Arrange the lines from the one containing "the blue jeans" through the one containing "[1002, 818]", inclusive, as a Markdown table with the columns Row and Line. Put each line's number in Row and the line itself in Line, and leave out any blank lines.

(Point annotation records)

>> Start

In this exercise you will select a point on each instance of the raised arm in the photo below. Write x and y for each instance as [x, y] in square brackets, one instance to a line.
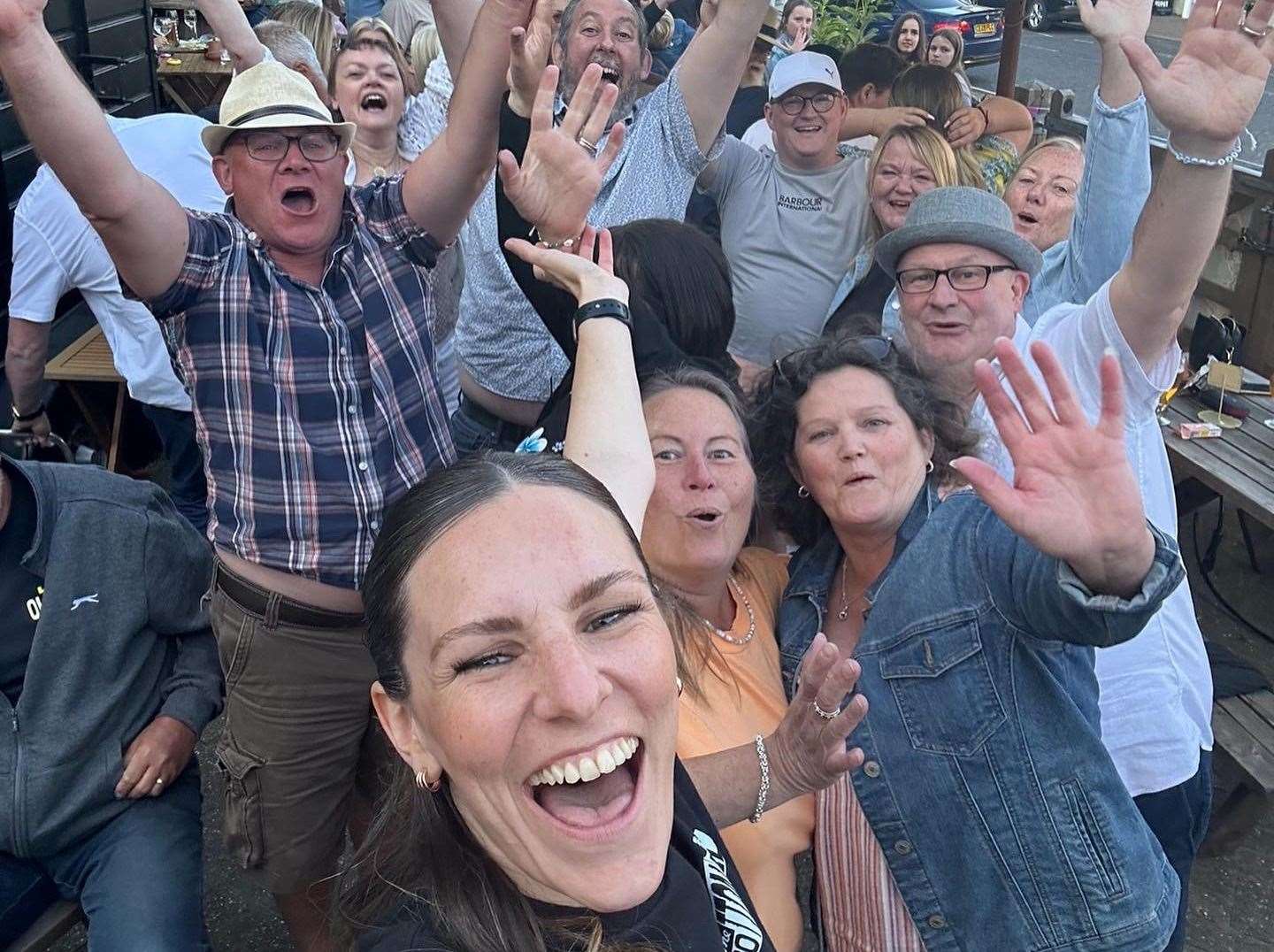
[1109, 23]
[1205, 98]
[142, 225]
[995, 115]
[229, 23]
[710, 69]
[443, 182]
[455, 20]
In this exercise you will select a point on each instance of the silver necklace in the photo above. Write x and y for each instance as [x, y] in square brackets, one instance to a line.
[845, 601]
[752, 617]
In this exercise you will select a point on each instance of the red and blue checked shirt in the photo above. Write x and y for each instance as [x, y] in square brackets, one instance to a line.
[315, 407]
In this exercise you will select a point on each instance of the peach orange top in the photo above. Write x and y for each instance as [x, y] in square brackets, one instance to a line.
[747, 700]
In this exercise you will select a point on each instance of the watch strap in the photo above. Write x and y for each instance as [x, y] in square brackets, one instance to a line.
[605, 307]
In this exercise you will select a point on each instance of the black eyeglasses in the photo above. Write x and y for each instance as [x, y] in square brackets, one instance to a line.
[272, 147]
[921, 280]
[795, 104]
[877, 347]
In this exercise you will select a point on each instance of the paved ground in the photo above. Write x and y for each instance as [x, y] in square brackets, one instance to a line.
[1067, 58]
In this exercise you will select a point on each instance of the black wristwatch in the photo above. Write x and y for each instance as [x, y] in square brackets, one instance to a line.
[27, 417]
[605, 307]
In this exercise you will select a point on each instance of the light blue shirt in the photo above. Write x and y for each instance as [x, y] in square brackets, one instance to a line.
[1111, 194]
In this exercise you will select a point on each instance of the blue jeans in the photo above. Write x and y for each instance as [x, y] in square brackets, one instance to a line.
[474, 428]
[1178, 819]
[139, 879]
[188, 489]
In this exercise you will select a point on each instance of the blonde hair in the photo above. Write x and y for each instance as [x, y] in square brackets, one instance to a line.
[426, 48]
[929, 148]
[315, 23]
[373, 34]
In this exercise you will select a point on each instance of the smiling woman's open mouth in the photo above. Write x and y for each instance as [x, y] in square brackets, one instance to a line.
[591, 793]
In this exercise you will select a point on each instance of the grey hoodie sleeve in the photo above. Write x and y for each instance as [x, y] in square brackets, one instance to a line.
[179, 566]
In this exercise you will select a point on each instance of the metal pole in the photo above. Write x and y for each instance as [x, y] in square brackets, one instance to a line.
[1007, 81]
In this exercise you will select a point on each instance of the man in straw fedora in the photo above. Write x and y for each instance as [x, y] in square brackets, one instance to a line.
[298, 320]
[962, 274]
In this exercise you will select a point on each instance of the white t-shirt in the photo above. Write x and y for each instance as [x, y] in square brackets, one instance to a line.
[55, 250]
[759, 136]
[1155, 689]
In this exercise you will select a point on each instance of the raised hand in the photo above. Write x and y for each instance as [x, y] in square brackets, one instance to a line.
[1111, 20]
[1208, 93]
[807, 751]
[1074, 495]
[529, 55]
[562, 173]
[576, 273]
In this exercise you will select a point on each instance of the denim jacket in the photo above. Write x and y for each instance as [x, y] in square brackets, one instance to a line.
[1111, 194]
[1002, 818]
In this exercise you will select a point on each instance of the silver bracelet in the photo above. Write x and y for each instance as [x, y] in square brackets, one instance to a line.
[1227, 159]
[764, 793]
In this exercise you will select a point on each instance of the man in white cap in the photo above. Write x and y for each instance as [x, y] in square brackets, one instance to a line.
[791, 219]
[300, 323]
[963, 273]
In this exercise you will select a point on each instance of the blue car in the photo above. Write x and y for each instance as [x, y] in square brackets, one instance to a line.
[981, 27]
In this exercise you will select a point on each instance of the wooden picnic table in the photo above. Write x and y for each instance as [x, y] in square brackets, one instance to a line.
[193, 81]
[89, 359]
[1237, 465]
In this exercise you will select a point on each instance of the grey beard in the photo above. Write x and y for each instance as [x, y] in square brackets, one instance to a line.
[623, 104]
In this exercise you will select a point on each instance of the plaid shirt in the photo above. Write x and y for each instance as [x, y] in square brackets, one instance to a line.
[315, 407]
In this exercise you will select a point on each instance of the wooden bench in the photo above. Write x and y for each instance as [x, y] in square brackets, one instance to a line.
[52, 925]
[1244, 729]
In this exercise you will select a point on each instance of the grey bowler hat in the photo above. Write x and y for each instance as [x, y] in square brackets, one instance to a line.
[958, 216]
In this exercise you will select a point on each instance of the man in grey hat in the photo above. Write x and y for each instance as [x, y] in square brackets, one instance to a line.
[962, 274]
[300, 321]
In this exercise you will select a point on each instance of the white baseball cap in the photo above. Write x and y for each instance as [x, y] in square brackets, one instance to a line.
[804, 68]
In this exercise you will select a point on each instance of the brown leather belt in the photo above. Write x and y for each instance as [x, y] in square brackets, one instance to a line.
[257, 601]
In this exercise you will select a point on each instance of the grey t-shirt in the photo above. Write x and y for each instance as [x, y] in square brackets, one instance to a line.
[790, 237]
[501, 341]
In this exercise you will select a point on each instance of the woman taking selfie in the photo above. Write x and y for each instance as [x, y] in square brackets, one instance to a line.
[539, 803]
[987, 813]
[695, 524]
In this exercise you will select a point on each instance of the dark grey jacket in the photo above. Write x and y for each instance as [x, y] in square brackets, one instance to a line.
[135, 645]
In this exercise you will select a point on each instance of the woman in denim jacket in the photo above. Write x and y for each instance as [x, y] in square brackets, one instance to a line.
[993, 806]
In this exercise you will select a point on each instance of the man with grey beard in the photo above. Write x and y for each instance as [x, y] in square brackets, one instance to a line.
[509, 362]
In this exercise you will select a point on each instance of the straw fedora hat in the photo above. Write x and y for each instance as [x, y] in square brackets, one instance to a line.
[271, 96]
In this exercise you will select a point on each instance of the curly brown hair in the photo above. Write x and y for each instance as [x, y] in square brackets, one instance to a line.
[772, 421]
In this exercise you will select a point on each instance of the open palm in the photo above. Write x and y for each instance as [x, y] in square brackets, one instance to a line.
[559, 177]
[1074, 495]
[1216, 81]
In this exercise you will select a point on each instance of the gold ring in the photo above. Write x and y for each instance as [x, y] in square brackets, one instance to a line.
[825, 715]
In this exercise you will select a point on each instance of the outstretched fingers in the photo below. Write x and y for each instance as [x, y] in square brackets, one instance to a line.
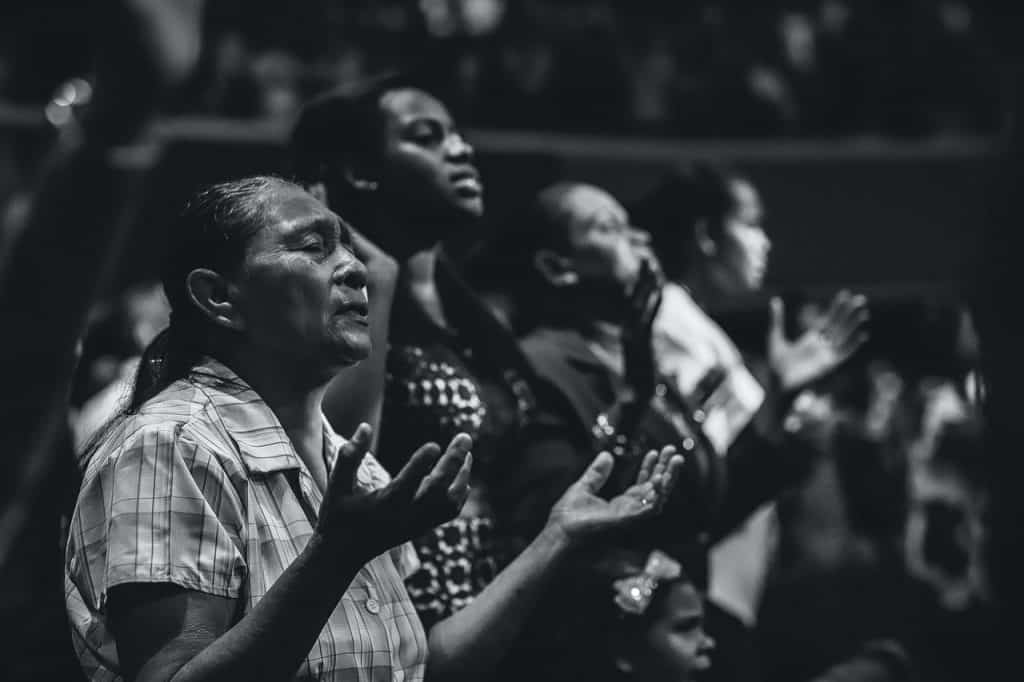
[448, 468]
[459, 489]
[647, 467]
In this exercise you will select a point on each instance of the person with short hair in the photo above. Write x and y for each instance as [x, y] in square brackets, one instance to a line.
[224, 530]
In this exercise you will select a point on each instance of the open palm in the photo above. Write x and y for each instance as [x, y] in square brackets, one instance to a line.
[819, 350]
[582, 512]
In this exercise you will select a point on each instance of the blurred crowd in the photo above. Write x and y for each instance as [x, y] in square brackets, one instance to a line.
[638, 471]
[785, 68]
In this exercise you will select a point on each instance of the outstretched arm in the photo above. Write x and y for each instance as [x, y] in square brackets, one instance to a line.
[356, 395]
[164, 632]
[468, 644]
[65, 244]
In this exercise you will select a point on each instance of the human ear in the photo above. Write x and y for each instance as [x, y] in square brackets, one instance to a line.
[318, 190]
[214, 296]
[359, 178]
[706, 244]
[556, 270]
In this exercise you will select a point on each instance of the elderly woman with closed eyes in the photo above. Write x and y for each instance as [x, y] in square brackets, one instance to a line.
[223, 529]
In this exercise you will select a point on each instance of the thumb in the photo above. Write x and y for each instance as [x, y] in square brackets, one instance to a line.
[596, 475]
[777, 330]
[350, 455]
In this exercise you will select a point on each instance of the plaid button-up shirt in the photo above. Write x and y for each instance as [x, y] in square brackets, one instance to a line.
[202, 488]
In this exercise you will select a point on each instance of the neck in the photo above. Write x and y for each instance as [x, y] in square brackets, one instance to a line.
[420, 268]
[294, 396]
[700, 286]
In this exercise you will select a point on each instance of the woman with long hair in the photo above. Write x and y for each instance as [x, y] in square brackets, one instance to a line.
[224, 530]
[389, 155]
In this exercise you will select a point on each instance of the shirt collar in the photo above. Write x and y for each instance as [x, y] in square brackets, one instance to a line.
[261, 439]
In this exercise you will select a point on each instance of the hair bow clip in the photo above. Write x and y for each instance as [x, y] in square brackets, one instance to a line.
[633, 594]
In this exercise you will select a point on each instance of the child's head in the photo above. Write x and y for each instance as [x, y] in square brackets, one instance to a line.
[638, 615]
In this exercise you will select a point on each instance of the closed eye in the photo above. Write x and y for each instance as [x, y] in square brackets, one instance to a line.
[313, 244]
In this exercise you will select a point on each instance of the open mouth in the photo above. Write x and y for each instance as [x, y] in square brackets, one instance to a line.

>> End

=== Solved problem ===
| Row | Line |
|---|---|
| 1 | In this exercise you will select a point on each instance of the blue jeans in the photo above. Write x and y for each instance as [x, y] in square brackets, one instance to a line. |
| 2 | [474, 428] |
| 3 | [1178, 819] |
| 4 | [139, 879] |
| 5 | [188, 489] |
| 6 | In this exercise you will select a point on each instance of the blonde hair in the photo above. Write x and y for each instance as [x, y] in square brackets, one instance to a line. |
| 7 | [426, 48] |
| 8 | [929, 148] |
| 9 | [315, 23] |
| 10 | [373, 34] |
| 11 | In this exercise you will select a point on each instance of the smiling woman's open mouth in the photo above. Write x and y for each instance as [x, y] in square brackets, one instance to a line. |
| 12 | [591, 793] |
| 13 | In this exercise you will select a point on each instance of the grey hoodie sleeve in the photo above. Write x and y for each instance as [x, y] in square brackets, one instance to a line. |
| 14 | [179, 566] |
| 15 | In this exercise you will select a point on each instance of the metal pole in the photo above. Write x and y for each instance as [x, y] in square brackets, one instance to a line. |
| 16 | [1007, 81] |
| 17 | In this exercise you will select a point on each instance of the man in straw fedora in the photo above. Write x and y for each instance as [x, y] in square brackets, one instance to a line. |
| 18 | [298, 320] |
| 19 | [962, 274] |
| 20 | In this exercise you will select a point on each instance of the white t-shirt in the photo above. Write x and y for each instance as [x, y] in square brackets, one instance to a line. |
| 21 | [55, 250] |
| 22 | [759, 136] |
| 23 | [1155, 689] |
| 24 | In this exercise you will select a point on each instance of the raised hand in the photo above. Write x and y for each instance as [x, y] in square brackets, one instance to a line. |
| 25 | [1111, 20] |
| 26 | [1208, 93] |
| 27 | [807, 751] |
| 28 | [1074, 495] |
| 29 | [529, 55] |
| 30 | [562, 173] |
| 31 | [576, 273] |
| 32 | In this exercise you will select a point on each instance of the denim jacket in the photo above. Write x and y for each instance as [x, y] in square brackets, one instance to a line. |
| 33 | [1111, 194] |
| 34 | [1002, 818] |